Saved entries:
******
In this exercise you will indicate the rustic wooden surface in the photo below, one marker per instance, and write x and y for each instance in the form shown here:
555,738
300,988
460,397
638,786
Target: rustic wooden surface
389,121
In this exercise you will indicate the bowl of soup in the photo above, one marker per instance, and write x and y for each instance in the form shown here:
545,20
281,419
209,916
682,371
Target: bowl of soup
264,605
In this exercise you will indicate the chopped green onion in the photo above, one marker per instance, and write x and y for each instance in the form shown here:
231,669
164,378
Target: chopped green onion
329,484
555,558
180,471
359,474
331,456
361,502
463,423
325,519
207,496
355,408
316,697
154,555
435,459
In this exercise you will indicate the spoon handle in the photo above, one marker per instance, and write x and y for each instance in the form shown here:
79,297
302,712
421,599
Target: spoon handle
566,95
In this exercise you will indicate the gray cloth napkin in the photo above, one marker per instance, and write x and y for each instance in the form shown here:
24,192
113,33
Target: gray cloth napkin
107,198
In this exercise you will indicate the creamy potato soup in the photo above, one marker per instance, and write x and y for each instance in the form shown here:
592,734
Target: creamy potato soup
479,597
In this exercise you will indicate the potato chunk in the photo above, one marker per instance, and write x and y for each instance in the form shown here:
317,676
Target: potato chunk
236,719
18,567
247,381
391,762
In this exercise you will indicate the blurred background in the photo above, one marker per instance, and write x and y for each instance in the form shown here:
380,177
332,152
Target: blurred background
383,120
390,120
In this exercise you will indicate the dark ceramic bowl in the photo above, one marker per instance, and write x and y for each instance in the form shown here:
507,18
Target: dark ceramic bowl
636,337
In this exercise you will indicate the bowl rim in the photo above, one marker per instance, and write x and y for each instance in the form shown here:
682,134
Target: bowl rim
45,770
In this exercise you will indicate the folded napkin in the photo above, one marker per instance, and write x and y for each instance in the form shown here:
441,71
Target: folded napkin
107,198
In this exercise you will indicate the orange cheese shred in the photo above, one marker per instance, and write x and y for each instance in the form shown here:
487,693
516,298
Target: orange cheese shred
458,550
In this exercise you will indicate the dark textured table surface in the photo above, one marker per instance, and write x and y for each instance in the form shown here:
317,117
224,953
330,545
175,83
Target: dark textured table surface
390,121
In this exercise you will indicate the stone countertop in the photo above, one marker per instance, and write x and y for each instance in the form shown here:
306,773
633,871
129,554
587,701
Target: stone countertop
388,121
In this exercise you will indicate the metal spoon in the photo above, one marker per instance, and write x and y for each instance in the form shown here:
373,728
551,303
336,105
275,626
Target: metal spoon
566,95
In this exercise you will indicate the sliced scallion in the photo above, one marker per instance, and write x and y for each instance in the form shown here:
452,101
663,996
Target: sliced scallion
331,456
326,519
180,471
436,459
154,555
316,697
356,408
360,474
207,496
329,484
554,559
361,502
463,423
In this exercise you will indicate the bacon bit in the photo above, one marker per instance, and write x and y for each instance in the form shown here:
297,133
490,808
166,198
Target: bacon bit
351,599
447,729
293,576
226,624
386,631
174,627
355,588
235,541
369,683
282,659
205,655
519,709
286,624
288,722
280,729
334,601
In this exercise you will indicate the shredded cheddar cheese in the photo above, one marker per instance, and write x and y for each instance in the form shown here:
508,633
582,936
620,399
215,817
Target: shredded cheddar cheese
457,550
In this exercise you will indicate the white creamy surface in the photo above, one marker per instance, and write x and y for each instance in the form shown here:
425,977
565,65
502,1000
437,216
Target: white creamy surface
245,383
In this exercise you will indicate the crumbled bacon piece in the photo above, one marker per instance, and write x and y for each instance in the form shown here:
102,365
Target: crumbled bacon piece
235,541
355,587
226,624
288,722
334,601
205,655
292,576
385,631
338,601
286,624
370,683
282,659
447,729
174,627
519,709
******
Every entry must be given again exactly as it reads.

OUTPUT OF THE EXERCISE —
In this exercise you will indicate the rustic wooden surface in the photo below, one marker per instance, and write x and y for each instance in the form shown here:
555,738
300,988
460,397
638,786
Target: rustic wooden surface
389,121
In this exercise you will indicate the bowl of soup in the photo above, one marker per instance, and write x and y for each instance in the form shown here:
545,20
281,419
209,916
682,371
Target: bowl of soup
264,605
In this exercise you will indicate the chopped green onion in the photo above, one marker per instance, and write x and y for each instance in the form shown here:
231,669
164,378
Target: chopped green onion
329,484
555,558
180,471
359,474
331,456
361,502
463,423
325,519
207,496
355,408
316,697
154,555
435,459
In this exercise you will indicate the spoon handle in the photo above, one marker per instance, and write x and y for each instance in the form shown here:
79,297
302,712
421,599
Target: spoon handle
566,95
In this exercise you will indicate the gray cloth napkin in the photo above, one marker per instance, and write x and y for each instance in the form shown here:
24,192
113,33
Target: gray cloth napkin
107,198
In this exercise you will indicate the creamy potato soup in the photo above, one marker per instance, and write x and y for each instance in the form shown here:
592,734
Target: creamy potato soup
479,597
In this exercise you will indicate the potato chunk in the photo above, one marker per instance, and write x and y for each instance in the form shown here:
317,676
Target: potato chunk
236,719
18,567
247,381
391,762
In this exercise you will indicate the blurred background in the photo above, one marker per instance, and write x and y for each instance in the form shown here:
380,177
332,152
Target: blurred background
383,120
390,120
In this exercise you will indicate the dark ceramic bowl in the photo above, one marker per instance, and write x and y for each instance in the form shown here:
507,18
Target: dark ceramic bowl
636,337
In this exercise you will indicate the bowl rim in the photo above, one marker per instance, and write x and y for each instance in the form shown here:
682,134
Target: bowl rim
45,770
In this exercise you will indicate the folded napkin in the photo above, one marker per instance, and write x and y for each instance in the form shown here:
441,71
Target: folded napkin
107,198
In this exercise you will indicate the orange cheese shred in the photo above, one marker per instance, and write x and y for each instance in the form shown here:
487,693
516,298
Target: orange cheese shred
458,550
In this exercise you will indicate the dark textured table surface in the photo above, one marker per instance, and write x and y for each instance in the form shown here:
317,117
224,953
330,545
175,83
Target: dark textured table surface
390,121
In this exercise you will indicate the stone countertop in the photo above, one marker per instance, and write x and y for each instance in the form shown here:
306,773
633,871
129,554
587,701
Target: stone countertop
388,121
In this exercise you will indicate the metal spoon in the photo above, one marker per instance, and write x and y for each instance in the form shown here:
373,728
551,303
336,105
275,626
Target: metal spoon
566,95
In this exercise you will indicate the sliced scallion in the photo above, one marker per instance, and write x and y for each instance in the form shown here:
452,101
663,996
Target: sliced scallion
331,456
326,519
180,471
436,459
154,555
316,697
356,408
360,474
207,496
329,484
554,559
361,502
463,423
In this exercise you will indicate the bacon bit in the photo above, one marker per instance, and write x and y for each instance in the form shown here:
297,133
490,808
166,198
Target: bacon bit
351,599
447,729
293,576
226,624
386,631
174,627
355,588
235,541
369,683
282,659
205,655
519,709
286,624
288,722
280,729
334,601
In this exercise you will indicate the shredded cheddar cheese in the photo above, one marker per instance, and write x and y for each instance in the form shown here:
508,633
582,936
620,399
215,817
Target: shredded cheddar cheese
457,550
In this exercise you will indicate the white creamy surface in the photo above, one marker per instance, and write x and y for each instance in the form shown here:
425,977
565,65
502,1000
437,216
Target: white creamy surface
245,383
In this exercise you will indicate the crumbled bacon piece in the photo above, one marker per instance, and write x and y for each instance in the form shown here:
102,365
Target: crumbled bacon piece
235,541
355,587
226,624
288,722
334,601
205,655
292,576
385,631
338,601
286,624
370,683
282,659
447,729
174,627
519,709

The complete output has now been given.